### Your goal
In the interview excerpt about "A Bit of Light," what year did Paquin and Moyer marry?

-- Start Source excerpt --

It’s at the playground that she meets Neil (Luca Hogan, in a memorable debut), a quirky and precocious adolescent boy, who restores Ella’s hope.
“A Bit of Light” is adapted from a play by Rebecca Callard. The director, Stephen Moyer, first met Paquin when they starred on the Showtime vampire hit “True Blood.” Their characters fell in love, and so did they, marrying in 2010. Moyer did his first directing work on that show and has since directed a feature, the well-received ensemble film, “The Parting Glass,” which also featured Paquin.
Paquin and Moyer spoke to us about the new film, which arrives in theaters and on streaming April 5, and the conversation has been edited for length and clarity.
Q. What appealed to you about the play and the role?
Moyer: I like that we are coming in after the fireworks have happened. We meet Ella at that moment where it’s the mundane: “Every day, I’ve got to go to fucking meetings that I loathe and I don’t want to be in this room. I don’t want to be with my dad. I don’t want to be any of this.”I’m sober. I haven’t had a drink in like 23 years. And there are times early on when one is doing that where you think, “Oh my God, it’s only 11:00 a.m. and I’m still sober and that is so boring.”
Paquin: I love how raw and unapologetic and completely broken she is and it’s not dressing up this ugly and sad moment in her life. We allow her to be all the things she is trying to not be but that she is perpetuating because she’s just so full of self-loathing.
Moyer: This idea of Ella going to the playground where she used to take her children to torture herself, by watching other children play was just such a rock-bottom moment. And it was such a beautiful idea, the story of a person at their lowest ebb, who’s invisible and broken, but who gets seen by this boy who decides to try and put her back together again. I loved this idea that even at your lowest ebb, there is somebody there to help you if you allow them in. Ella tries very hard to try him and make him go away, but he’s relentless.
The irony is that when I read the play Rebecca had sold the rights, but a couple of years later when we actually got the rights Anna – who Rebecca had thought of as too young for the role – had reached 39. And Ray Winstone has a daughter called Ellie, who he calls Els and he has another daughter who is the same age as Anna. It was weird how it all came together at the right time.
Q. Anna, did you like being told you finally look old enough for this part?
Paquin: I am so bored of playing significantly younger people than my numerical age. I know you are not ever supposed to complain about looking young in my line of work, but I have absolutely no desire to redo my younger years. It doesn’t necessarily fascinate you when you get older and your priorities and life change. I’ve always been waiting to age into the roles that I want.

-- End Source excerpt --
-- Start Collected data --

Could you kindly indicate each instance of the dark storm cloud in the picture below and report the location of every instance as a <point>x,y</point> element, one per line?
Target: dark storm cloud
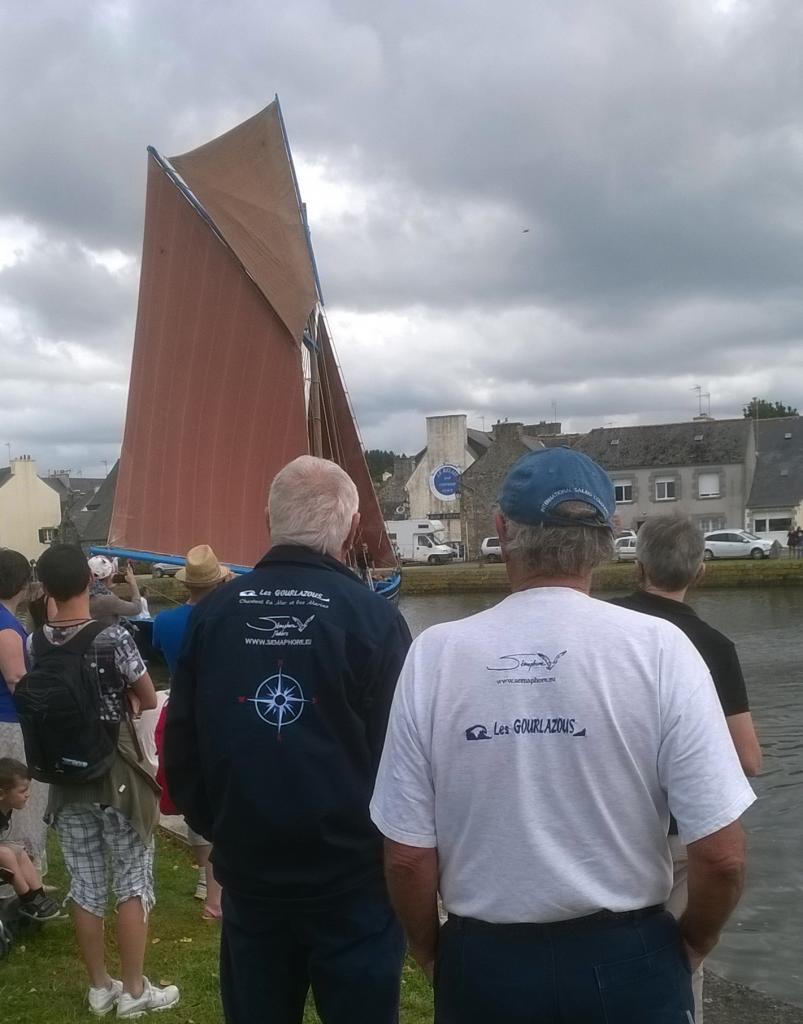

-- End Collected data --

### Solution below
2010